**The task:**
Could you write out the entries below again, switching each "instance" to "object" and leaving everything else unchanged?

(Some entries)
********

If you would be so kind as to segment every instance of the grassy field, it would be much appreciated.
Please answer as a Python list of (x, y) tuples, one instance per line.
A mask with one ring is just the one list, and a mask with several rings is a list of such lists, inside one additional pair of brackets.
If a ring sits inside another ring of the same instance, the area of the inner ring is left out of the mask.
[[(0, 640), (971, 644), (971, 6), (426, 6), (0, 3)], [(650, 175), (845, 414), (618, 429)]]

********

**Written solution:**
If you would be so kind as to segment every object of the grassy field, it would be much appreciated.
Please answer as a Python list of (x, y) tuples, one object per line.
A mask with one ring is just the one list, and a mask with several rings is a list of such lists, inside one additional pair of brackets.
If a ring sits inside another ring of the same object, the area of the inner ring is left out of the mask.
[[(0, 640), (971, 644), (971, 6), (426, 6), (0, 3)], [(650, 175), (845, 414), (618, 429)]]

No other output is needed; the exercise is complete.